### YOUR OBJECTIVE:
Make an exact copy of the lines, leaving the pictures out.

* START DATA SHOWN *

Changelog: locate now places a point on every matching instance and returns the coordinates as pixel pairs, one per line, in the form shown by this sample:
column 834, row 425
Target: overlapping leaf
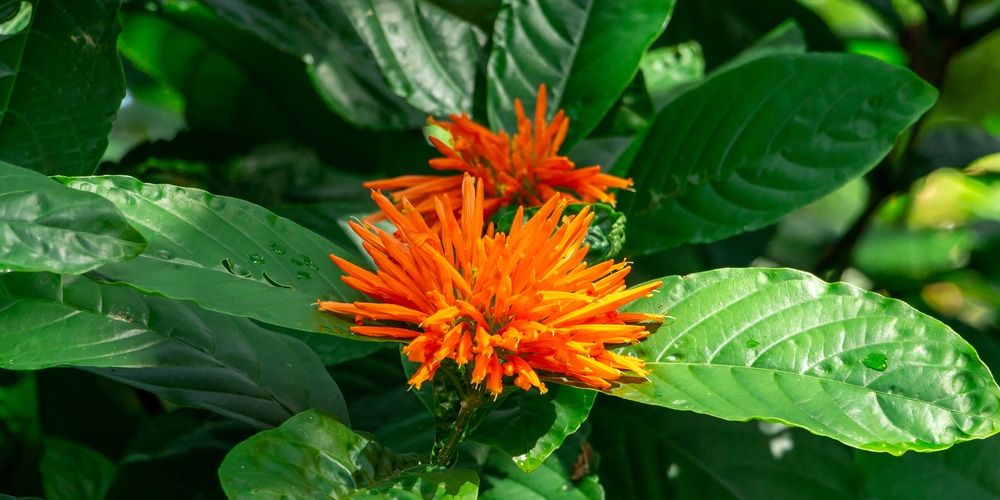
column 187, row 355
column 781, row 345
column 343, row 69
column 45, row 226
column 314, row 456
column 61, row 84
column 581, row 50
column 751, row 144
column 226, row 254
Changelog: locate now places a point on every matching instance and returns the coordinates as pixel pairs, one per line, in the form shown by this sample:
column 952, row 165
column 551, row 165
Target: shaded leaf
column 528, row 426
column 343, row 69
column 184, row 354
column 783, row 346
column 226, row 255
column 321, row 458
column 965, row 471
column 578, row 48
column 71, row 471
column 45, row 226
column 751, row 144
column 61, row 84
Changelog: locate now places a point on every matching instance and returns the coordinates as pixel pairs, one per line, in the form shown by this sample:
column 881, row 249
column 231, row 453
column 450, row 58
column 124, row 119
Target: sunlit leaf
column 783, row 346
column 312, row 455
column 751, row 144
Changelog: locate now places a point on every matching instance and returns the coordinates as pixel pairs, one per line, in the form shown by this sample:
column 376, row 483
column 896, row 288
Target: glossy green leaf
column 61, row 84
column 185, row 354
column 427, row 55
column 745, row 22
column 343, row 69
column 226, row 255
column 783, row 346
column 650, row 452
column 71, row 471
column 45, row 226
column 965, row 471
column 751, row 144
column 569, row 474
column 580, row 49
column 529, row 426
column 312, row 455
column 665, row 69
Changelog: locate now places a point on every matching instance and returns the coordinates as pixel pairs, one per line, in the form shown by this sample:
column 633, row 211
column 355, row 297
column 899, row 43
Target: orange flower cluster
column 525, row 171
column 510, row 304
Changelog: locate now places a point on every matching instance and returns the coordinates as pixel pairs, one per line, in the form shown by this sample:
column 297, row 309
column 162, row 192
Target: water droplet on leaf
column 876, row 361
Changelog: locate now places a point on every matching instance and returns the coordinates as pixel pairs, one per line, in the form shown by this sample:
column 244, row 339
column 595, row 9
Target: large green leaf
column 226, row 254
column 528, row 426
column 342, row 67
column 966, row 471
column 314, row 456
column 61, row 84
column 649, row 452
column 783, row 346
column 71, row 471
column 232, row 83
column 585, row 51
column 45, row 226
column 186, row 355
column 427, row 55
column 751, row 144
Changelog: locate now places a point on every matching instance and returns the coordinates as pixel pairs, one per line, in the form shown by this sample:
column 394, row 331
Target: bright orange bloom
column 525, row 171
column 510, row 304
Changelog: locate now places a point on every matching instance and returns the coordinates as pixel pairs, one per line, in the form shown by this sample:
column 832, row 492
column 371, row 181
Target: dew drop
column 876, row 361
column 276, row 248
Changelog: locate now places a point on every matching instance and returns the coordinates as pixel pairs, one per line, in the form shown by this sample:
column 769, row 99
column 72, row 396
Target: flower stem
column 470, row 402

* END DATA SHOWN *

### WRITTEN ANSWER:
Changelog: locate now places a point on every matching instance and returns the coordinates as pixel pairs, one per line, in the form shown by this sample:
column 834, row 425
Target: overlapping leaf
column 187, row 355
column 781, row 345
column 343, row 69
column 45, row 226
column 314, row 456
column 61, row 84
column 581, row 50
column 751, row 144
column 226, row 254
Changelog: locate now places a point on every matching instance and returns the coordinates as pixel pairs, one per line, in the form shown by this sample:
column 952, row 165
column 551, row 165
Target: shaded leaf
column 528, row 426
column 343, row 69
column 184, row 354
column 783, row 346
column 226, row 255
column 321, row 458
column 965, row 471
column 578, row 48
column 71, row 471
column 45, row 226
column 751, row 144
column 61, row 84
Changelog: locate now places a point on every matching instance and returns the coordinates as pixel pairs, one per line, in the form shown by this sample:
column 881, row 249
column 231, row 453
column 450, row 58
column 124, row 119
Target: sunlit leaf
column 783, row 346
column 312, row 455
column 751, row 144
Changelog: locate now places a point on every matching instance and returns the coordinates as pixel pairs, one per line, in the form shown by this sample:
column 376, row 483
column 896, row 288
Target: glossy green leaf
column 61, row 84
column 185, row 354
column 427, row 55
column 745, row 22
column 343, row 69
column 226, row 255
column 783, row 346
column 650, row 452
column 71, row 471
column 45, row 226
column 965, row 471
column 751, row 144
column 569, row 474
column 580, row 49
column 529, row 426
column 312, row 455
column 665, row 69
Changelog: locate now places a point on every matching instance and returns the coordinates as pixel pairs, one per line, in the form shown by this sample:
column 633, row 211
column 355, row 297
column 899, row 43
Target: orange flower cluster
column 525, row 171
column 510, row 304
Changelog: locate now places a point on every matching instance and returns the coordinates as pixel pairs, one per line, in the form shown by this sample:
column 297, row 309
column 162, row 192
Target: water droplet on leaf
column 876, row 361
Changelog: locate now places a point on every matching instance and returns the coordinates as pixel pairs, one per line, in the form shown by this sample:
column 244, row 339
column 595, row 9
Target: large green leaf
column 226, row 254
column 528, row 426
column 342, row 67
column 966, row 471
column 314, row 456
column 61, row 84
column 649, row 452
column 783, row 346
column 71, row 471
column 232, row 83
column 585, row 51
column 45, row 226
column 186, row 355
column 427, row 55
column 751, row 144
Changelog: locate now places a point on every matching instance and returns the coordinates as pixel pairs, one per line, in the form shown by this sample:
column 394, row 331
Target: bright orange bloom
column 525, row 171
column 510, row 304
Changelog: locate now places a point on every matching instance and returns the coordinates as pixel pairs, one per line, in the form shown by this sample:
column 832, row 492
column 371, row 181
Target: dew drop
column 876, row 361
column 276, row 248
Changelog: locate now places a point on every matching instance and returns the coordinates as pixel pairs, one per line, in the form shown by this sample:
column 769, row 99
column 72, row 396
Target: flower stem
column 470, row 402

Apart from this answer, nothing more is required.